----- Testo estratto

Inoltre, ho partecipato anche al progetto delle “Interviste sulla Creatività”: sono state progettate interviste da rivolgere ad artisti, figure istituzionali e giornalisti, utilizzando la creatività come tema centrale. Lo scopo di questo progetto è duplice: da una parte, si vogliono evidenziare le funzioni che la creatività può avere nella prevenzione della devianza e nelle attività di recupero di un detenuto, dall’altra si cerca di suscitare un maggiore interesse da parte del “pubblico” verso il mondo della devianza anche per fare prevenzione e per poter divulgare ed ampliare le relazioni sociali del gruppo.

Infine, ho avuto la possibilità di partecipare alla stesura di un progetto di prevenzione della devianza nel comune di Rozzano. I membri del gruppo, insieme ad altre associazioni e a figure istituzionali, hanno progettato attività utili a informare i cittadini sulle varie forme di devianza e a comprendere come prevenirla, con particolare riguardo ai più giovani. A questo proposito, è stato organizzato un ciclo di incontri con due scuole superiori che partirà a Novembre e vedrà collaborare studenti, detenuti ed ex-detenuti nel cercare di comprendere le varie definizioni di devianza e, soprattutto, come contrastarle.

Presenza di un coordinatore/supervisore e modalità di verifica/valutazione delle attività svolte
Il professor Angelo Aparo è il fulcro del Gruppo della Trasgressione. È presente ad ogni incontro e sprona continuamente gli studenti tirocinanti a togliersi di dosso fin da subito la definizione di “tirocinanti” e ad essere membri attivi del gruppo, invitandoli a contribuire con riflessioni e scritti personali. Si mette personalmente in contatto con i tirocinanti e chiede aggiornamenti continui sulle attività svolte e sull’andamento dei progetti.

Conoscenze acquisite (generali, professionali, di processo, organizzative)
Trovo estremamente difficile definire e catalogare tutte le conoscenze che ho acquisito durante questo tirocinio. In linea generale, ho compreso l’importanza e le funzionalità di un lavoro di gruppo: le relazioni tra i membri devono essere incentrate sul rispetto, sull’ascolto reciproco e sulla presenza costante, in questo modo si crea un clima positivo e stimolante.

Inoltre, ho compreso come sia necessario utilizzare le proprie energie mentali per costruire, analizzare ed elaborare una linea di pensiero che sia coerente con la persona che si crede di essere. Ho passato molte ore a rielaborare le varie discussioni avvenute durante gli incontri, cercando di analizzarle attraverso diversi punti di vista per arrivare a formulare un mio pensiero personale. Il Gruppo mi ha insegnato che ad analizzare le situazioni mettendosi nei panni dell’altro: questo permette di non cadere nell’errore di cercare verità assolute e consente di elaborare al meglio ogni aspetto di una determinata situazione.

----------

Consegna dell'esercizio:
Rispondi a queste domande basandoti sul testo estratto:
1. A chi erano destinate le interviste del progetto "Interviste sulla Creatività"?
2. In quale mese partirà il ciclo di incontri con le due scuole superiori?
3. Chi è indicato come il fulcro del Gruppo della Trasgressione?
I record che seguono costituiscono materiale separato dal testo estratto.

----- Materiale

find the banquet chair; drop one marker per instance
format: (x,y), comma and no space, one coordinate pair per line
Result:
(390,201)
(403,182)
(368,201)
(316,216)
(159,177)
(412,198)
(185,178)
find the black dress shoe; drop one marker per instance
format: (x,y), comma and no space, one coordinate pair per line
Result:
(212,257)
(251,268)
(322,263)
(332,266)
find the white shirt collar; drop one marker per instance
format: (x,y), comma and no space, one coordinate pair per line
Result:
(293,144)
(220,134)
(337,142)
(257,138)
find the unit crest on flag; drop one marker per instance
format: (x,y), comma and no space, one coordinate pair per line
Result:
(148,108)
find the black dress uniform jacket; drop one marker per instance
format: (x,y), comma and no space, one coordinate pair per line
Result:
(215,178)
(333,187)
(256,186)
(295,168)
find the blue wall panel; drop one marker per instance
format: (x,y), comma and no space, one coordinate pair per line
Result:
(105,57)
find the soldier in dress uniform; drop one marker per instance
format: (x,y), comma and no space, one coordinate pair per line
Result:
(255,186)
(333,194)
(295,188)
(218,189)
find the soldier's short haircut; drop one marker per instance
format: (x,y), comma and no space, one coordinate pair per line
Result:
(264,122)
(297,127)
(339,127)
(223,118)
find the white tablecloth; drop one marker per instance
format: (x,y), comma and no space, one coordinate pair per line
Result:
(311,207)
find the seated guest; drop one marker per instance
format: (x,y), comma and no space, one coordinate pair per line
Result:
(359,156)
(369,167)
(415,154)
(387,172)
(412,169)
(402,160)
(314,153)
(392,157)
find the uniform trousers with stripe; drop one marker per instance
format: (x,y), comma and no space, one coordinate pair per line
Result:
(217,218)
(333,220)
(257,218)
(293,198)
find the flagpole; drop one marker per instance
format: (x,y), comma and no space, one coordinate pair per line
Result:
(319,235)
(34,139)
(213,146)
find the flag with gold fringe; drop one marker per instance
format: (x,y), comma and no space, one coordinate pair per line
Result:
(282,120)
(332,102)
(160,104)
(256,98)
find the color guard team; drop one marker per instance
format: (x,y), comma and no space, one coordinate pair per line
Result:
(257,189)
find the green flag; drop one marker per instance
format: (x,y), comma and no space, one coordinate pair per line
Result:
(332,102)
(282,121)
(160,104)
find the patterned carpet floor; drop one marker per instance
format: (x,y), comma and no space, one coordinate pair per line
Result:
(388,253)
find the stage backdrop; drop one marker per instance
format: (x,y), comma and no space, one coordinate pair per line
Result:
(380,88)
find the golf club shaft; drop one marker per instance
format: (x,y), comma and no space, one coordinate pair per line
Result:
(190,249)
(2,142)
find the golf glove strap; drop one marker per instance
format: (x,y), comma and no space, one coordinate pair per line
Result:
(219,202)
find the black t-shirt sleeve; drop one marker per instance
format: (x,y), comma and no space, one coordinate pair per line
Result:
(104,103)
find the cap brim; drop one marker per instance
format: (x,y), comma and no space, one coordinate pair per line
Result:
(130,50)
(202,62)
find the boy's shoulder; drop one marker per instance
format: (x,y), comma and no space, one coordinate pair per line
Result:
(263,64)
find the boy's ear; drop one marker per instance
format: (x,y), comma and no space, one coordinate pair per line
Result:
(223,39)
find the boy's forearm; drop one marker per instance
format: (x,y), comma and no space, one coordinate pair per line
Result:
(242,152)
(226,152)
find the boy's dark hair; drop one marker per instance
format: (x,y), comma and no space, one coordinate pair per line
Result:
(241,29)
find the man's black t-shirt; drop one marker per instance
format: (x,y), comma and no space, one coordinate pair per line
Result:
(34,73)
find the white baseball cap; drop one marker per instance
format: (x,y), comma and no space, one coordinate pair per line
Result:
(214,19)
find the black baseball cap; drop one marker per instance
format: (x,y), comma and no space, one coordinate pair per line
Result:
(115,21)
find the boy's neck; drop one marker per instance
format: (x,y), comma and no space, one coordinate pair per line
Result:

----------

Soluzione dell'esercizio:
1. Ad artisti, figure istituzionali e giornalisti.
2. A novembre.
3. Il professor Angelo Aparo.